Copy out everything in the records from the line containing "Exercise. Identify every instance of the blue ski" down to the end of the records, reproducing each line exactly but leaving out the pictures.
━━ Record excerpts ━━
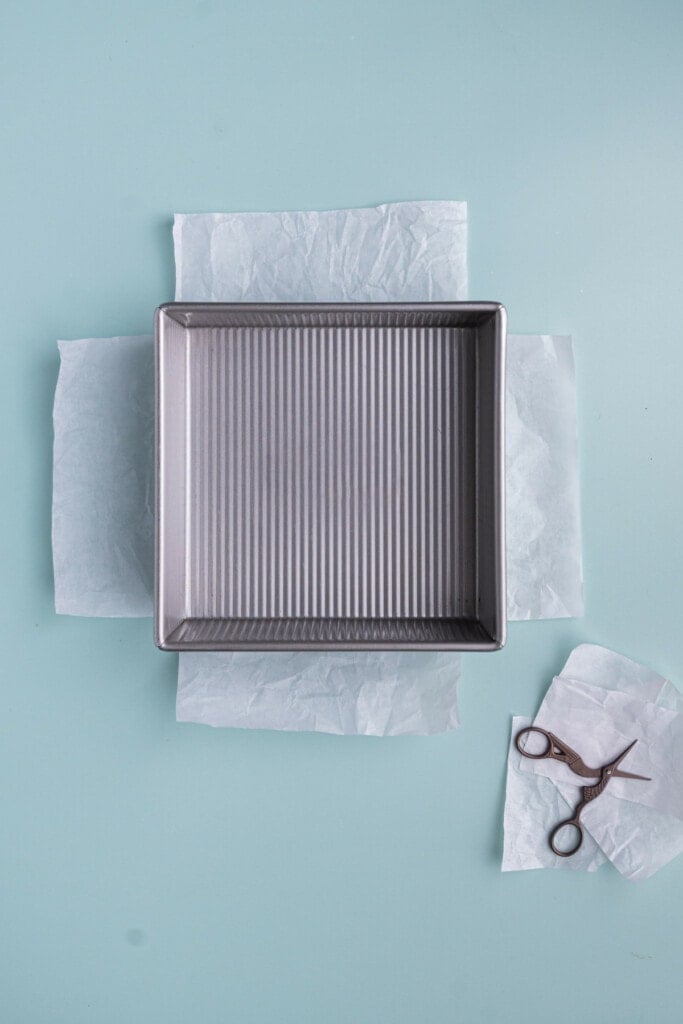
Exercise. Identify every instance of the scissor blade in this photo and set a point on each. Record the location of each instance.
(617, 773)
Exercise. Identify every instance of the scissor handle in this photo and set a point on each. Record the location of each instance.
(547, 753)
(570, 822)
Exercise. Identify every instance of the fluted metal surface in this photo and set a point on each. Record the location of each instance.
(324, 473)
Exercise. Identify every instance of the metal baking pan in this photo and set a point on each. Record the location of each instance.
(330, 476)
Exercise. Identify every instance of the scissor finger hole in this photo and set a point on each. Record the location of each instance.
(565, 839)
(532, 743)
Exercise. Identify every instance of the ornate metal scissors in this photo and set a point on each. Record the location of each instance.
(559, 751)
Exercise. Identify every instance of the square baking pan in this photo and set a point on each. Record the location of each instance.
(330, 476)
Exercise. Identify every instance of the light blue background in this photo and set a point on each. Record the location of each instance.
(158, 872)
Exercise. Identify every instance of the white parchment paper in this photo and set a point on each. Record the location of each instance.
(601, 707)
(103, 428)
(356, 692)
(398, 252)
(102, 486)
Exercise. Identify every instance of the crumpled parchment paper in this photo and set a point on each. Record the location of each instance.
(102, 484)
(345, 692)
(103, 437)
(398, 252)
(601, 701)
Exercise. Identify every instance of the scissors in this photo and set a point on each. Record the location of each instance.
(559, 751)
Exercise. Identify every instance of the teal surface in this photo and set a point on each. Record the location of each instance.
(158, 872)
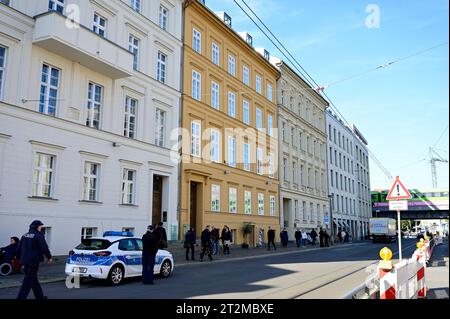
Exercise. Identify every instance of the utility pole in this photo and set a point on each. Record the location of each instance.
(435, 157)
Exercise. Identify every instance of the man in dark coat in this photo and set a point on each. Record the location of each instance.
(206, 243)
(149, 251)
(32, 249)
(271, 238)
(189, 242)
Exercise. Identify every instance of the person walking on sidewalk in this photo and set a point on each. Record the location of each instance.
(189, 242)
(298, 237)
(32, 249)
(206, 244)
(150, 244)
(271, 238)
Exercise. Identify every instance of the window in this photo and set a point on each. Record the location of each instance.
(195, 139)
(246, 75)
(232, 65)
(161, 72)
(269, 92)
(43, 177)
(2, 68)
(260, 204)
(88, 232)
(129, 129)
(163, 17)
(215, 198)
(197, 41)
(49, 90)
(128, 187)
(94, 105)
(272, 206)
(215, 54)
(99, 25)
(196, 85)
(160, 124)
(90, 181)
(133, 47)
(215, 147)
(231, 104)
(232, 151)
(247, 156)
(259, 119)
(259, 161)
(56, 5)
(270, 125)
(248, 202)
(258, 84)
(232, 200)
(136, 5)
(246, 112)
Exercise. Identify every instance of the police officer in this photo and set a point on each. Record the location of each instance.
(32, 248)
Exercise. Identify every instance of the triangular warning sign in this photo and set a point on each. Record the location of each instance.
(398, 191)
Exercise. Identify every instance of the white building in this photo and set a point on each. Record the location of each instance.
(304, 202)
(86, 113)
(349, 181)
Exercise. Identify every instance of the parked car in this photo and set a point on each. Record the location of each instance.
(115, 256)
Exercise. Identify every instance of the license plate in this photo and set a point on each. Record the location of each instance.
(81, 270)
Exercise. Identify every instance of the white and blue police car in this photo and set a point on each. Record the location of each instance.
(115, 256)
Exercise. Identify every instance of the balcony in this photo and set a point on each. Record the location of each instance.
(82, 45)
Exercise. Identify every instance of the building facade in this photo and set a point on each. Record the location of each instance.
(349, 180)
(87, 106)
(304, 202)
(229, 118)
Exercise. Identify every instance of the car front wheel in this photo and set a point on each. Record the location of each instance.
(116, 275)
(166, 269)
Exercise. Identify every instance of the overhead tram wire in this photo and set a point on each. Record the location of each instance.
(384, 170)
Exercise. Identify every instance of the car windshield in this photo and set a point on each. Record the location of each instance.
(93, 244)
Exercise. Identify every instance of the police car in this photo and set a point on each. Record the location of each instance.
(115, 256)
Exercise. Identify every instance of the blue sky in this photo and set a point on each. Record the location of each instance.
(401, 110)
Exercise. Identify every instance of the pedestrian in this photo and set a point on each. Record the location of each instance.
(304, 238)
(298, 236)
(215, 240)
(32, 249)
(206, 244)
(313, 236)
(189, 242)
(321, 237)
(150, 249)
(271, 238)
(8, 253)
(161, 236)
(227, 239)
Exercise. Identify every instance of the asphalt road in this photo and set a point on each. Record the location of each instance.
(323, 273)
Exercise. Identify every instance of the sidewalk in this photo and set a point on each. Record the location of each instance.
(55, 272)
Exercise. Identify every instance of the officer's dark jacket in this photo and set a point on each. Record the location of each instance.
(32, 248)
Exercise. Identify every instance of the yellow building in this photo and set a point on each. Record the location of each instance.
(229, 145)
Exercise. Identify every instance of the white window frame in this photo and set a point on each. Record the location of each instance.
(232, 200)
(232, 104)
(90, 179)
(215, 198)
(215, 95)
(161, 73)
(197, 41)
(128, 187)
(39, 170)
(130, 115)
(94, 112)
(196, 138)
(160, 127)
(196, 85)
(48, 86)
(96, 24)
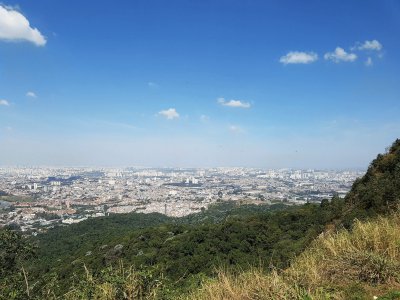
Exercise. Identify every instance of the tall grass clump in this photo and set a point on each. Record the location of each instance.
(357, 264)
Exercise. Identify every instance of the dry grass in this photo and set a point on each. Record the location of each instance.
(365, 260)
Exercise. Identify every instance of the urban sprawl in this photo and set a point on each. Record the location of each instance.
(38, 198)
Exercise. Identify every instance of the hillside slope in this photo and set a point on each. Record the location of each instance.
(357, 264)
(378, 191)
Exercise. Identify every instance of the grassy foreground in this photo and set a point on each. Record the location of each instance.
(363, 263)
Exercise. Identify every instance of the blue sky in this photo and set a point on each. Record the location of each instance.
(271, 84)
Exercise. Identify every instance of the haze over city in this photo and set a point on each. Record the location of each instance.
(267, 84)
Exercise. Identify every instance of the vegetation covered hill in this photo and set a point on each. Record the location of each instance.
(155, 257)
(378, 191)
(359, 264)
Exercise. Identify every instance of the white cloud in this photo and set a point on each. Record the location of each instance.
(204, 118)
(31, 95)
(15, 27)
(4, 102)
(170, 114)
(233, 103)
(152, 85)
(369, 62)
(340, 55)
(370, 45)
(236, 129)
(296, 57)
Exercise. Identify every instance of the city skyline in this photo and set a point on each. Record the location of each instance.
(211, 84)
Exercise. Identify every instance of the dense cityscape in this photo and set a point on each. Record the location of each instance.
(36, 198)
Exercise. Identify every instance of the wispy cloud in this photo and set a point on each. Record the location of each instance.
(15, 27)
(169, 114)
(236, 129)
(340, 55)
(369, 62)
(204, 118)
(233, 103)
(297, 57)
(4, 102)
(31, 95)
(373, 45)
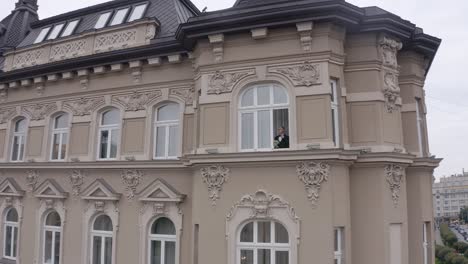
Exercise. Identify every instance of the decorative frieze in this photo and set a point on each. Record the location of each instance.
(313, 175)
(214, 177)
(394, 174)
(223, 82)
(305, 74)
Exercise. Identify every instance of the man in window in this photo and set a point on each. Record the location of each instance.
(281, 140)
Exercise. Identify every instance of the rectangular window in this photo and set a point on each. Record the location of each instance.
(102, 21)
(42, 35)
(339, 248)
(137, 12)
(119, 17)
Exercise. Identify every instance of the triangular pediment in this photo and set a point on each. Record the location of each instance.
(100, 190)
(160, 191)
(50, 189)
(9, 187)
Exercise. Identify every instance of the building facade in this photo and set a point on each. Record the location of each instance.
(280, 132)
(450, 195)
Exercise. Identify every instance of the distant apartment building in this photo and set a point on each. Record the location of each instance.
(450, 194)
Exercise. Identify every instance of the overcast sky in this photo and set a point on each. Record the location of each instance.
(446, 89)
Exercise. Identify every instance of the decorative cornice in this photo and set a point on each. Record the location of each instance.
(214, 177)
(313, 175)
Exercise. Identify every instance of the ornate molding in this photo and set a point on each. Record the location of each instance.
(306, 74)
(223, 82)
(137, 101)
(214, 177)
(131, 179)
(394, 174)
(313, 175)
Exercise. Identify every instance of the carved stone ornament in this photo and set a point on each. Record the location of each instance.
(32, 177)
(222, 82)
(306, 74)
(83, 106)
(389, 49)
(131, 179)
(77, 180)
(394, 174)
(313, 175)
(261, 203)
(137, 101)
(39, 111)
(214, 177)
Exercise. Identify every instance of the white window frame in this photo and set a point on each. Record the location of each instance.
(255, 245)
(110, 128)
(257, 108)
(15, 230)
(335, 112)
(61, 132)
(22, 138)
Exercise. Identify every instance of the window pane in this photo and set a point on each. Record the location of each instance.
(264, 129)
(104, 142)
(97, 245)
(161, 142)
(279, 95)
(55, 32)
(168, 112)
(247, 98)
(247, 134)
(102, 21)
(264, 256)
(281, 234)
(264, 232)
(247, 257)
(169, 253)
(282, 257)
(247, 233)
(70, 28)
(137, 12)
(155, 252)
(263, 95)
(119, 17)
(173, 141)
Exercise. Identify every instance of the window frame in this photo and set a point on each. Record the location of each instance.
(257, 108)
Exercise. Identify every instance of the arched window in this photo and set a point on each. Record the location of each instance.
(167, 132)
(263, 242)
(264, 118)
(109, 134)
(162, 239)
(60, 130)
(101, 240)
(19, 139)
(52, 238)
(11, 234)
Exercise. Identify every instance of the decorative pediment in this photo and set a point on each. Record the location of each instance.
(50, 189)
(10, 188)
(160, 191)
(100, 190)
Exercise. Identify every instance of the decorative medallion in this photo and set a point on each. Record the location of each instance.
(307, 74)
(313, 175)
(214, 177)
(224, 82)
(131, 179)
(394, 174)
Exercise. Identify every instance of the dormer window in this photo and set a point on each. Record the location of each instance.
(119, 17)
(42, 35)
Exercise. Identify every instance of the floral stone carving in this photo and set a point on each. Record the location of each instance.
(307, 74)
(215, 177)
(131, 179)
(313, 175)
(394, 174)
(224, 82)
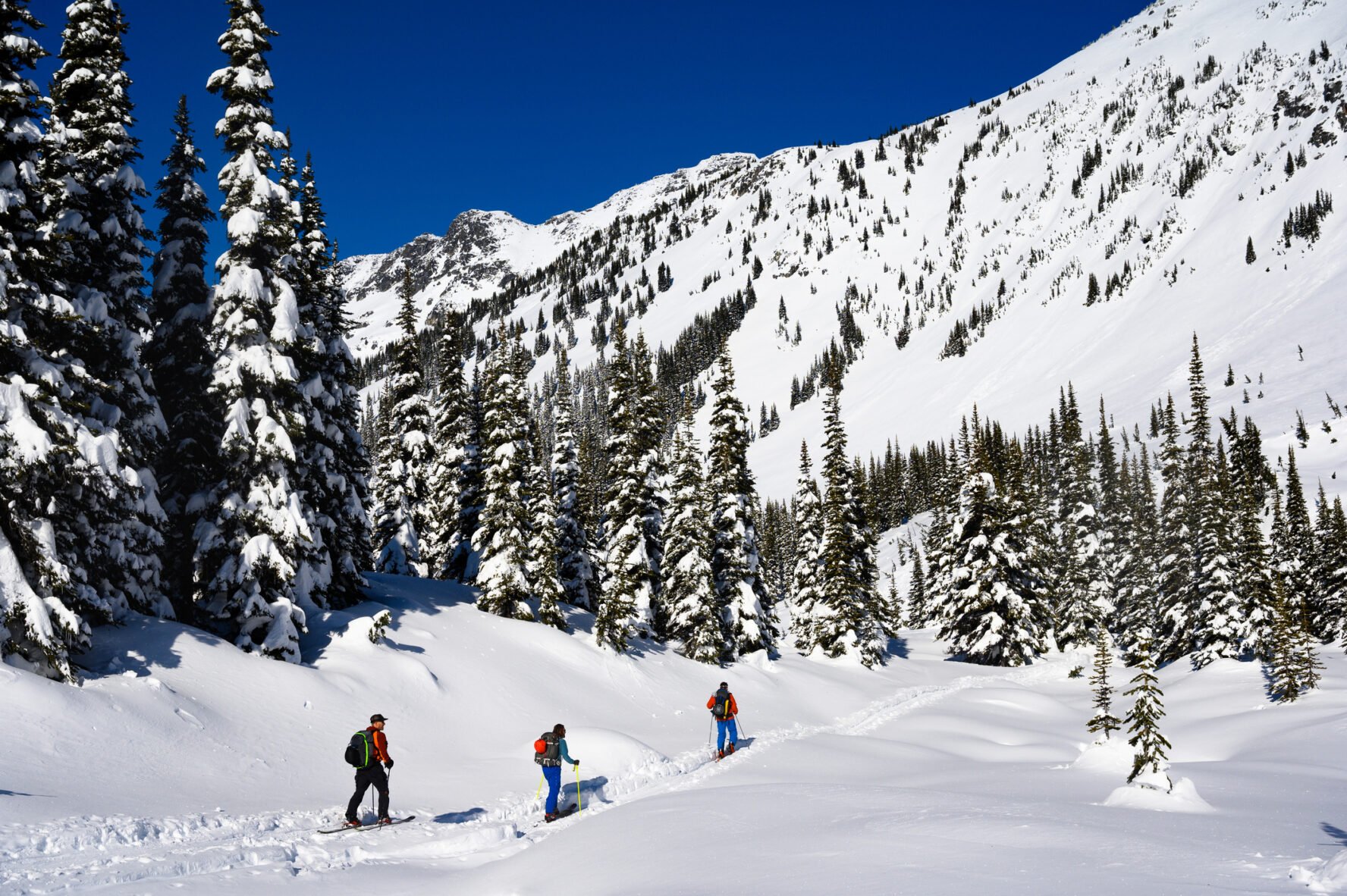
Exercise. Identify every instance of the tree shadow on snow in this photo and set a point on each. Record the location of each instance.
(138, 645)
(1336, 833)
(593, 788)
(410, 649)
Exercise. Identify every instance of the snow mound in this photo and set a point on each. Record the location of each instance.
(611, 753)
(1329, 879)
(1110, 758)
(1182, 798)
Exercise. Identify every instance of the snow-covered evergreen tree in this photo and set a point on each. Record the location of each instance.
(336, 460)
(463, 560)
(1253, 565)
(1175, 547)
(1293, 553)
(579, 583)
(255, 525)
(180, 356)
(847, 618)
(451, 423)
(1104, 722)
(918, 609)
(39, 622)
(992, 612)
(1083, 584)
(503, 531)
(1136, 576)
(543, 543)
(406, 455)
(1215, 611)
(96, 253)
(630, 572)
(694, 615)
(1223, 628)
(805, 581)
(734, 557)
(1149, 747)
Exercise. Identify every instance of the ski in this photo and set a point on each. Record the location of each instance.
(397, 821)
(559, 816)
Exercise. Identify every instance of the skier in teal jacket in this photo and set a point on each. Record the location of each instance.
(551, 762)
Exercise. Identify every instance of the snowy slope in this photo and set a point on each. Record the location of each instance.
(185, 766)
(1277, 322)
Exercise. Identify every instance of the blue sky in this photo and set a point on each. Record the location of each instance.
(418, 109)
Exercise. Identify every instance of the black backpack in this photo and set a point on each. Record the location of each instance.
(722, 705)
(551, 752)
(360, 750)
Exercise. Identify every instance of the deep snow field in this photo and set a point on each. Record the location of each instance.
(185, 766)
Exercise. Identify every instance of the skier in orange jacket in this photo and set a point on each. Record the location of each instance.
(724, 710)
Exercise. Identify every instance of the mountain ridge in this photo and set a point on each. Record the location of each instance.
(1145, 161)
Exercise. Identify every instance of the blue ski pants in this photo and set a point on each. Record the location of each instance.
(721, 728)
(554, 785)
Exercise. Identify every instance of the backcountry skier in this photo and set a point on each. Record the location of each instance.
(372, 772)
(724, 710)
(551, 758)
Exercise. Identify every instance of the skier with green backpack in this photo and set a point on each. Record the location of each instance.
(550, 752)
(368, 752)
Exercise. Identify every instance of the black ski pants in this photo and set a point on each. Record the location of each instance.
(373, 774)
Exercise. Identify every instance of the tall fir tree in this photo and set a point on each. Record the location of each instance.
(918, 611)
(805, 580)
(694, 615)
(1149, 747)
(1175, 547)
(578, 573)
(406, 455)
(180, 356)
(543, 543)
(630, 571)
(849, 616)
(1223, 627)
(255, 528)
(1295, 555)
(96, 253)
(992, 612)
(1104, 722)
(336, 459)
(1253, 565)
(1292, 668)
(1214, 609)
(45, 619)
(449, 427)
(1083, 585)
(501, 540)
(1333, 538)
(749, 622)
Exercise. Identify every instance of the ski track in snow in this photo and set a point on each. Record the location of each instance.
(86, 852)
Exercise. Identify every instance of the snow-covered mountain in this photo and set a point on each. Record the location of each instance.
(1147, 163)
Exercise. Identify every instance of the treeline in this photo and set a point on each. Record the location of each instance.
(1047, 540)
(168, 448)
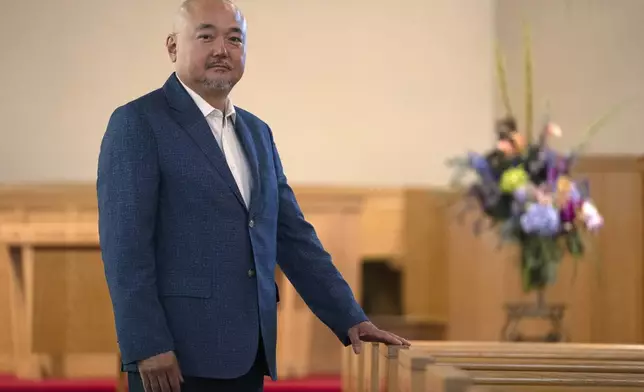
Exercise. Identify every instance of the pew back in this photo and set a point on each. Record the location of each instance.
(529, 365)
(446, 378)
━━━
* [Solution for this problem]
Exercise. Identify every instance of the blue ski pants in this photo and set a point on each. Record the location of each instance.
(721, 728)
(554, 785)
Exercise. Identify every instance of the backcountry skier in this photo and set a point on each. Record the location of each instance.
(372, 772)
(724, 710)
(551, 758)
Exercise. Identify every instance of the skier with green backpack in this photo and set a point on each. Record the location of each instance.
(550, 752)
(368, 752)
Exercise. Identify every instance of the black ski pants in this photo and set a point on each. Record the location of each instance.
(373, 774)
Exercise. Identify every instance of the tall fir tree in this photo and set a point on each. Record the location of each instance.
(918, 611)
(805, 580)
(694, 615)
(1149, 747)
(1175, 547)
(578, 573)
(406, 455)
(180, 356)
(543, 543)
(630, 571)
(849, 616)
(1223, 627)
(255, 528)
(1295, 555)
(96, 253)
(992, 612)
(1104, 722)
(336, 459)
(1253, 565)
(1292, 668)
(1214, 609)
(45, 619)
(449, 427)
(1083, 585)
(501, 540)
(1333, 538)
(749, 622)
Exercise. Identify every instance of the ski track in snow in this photo and set a point on each. Record the location of each instance.
(86, 852)
Exercise. Identify every instance of the snow-covered mountain in this photo and set a point on each. Record the location of each instance.
(1147, 163)
Exercise. Identify every instance of the treeline in this photo and set a point on each. Record the location of each instance.
(1047, 540)
(168, 448)
Exercise. Identify every instance of the pew back in this photo and set a point on each. Record the location of each instance.
(529, 365)
(446, 378)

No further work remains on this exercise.